## Exercise prompt
Please pull every line of the material below and reproduce each one word for word, with nothing changed or left out.

===== Provided data

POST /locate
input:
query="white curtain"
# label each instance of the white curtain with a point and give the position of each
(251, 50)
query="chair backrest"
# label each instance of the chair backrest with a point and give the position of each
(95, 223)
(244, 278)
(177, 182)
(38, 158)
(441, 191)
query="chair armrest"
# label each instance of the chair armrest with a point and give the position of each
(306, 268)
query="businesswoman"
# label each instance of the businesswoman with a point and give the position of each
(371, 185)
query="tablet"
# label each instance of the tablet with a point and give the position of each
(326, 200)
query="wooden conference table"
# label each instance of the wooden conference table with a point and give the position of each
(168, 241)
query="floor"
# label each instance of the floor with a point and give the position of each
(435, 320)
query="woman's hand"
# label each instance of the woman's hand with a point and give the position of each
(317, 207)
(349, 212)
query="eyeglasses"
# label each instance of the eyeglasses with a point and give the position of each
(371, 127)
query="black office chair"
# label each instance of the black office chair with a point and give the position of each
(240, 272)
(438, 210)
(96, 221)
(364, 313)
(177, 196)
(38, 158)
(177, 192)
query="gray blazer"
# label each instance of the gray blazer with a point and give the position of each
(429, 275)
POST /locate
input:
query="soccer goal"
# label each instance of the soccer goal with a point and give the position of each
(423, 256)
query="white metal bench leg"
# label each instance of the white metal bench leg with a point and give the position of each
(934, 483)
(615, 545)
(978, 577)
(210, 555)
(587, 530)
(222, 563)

==========

## Exercise solution
POST /locate
input:
query="white curtain"
# label each instance of the white curtain with a point and give the position of each
(251, 50)
query="chair backrest"
# label each instance of the chair backrest with a point and give the position of each
(95, 223)
(244, 278)
(177, 182)
(38, 158)
(441, 191)
query="chair armrest"
# label each instance of the chair armrest with a point and give the position of each
(306, 268)
query="businesswoman"
# label each instance of the businesswoman with a point and give the position of each
(371, 185)
query="tablet"
# label each instance of the tablet with a point and give the position of each
(326, 200)
query="wooden conference table"
# label each instance of the wooden conference table with a point and give the position of each
(168, 241)
query="floor"
# label each instance of the floor with a point and give the position of each
(435, 320)
query="woman's hand"
# label each instance of the woman's hand with a point and give the position of each
(317, 207)
(349, 212)
query="eyeglasses"
# label each instance of the eyeglasses with a point and give the position of each
(371, 127)
query="black office chair"
# label each instance of the black office chair with a point and give the position of each
(240, 272)
(438, 210)
(96, 221)
(364, 313)
(177, 196)
(38, 158)
(177, 192)
query="gray blazer"
# label each instance of the gray blazer with a point and give the position of each
(429, 275)
POST /locate
input:
query="soccer goal"
# label each instance of the soccer goal with a point and give the position of each
(423, 256)
query="white metal bench leg"
# label each instance of the white metal bench leg with a point and give the position of each
(934, 483)
(615, 545)
(978, 577)
(210, 555)
(587, 530)
(222, 563)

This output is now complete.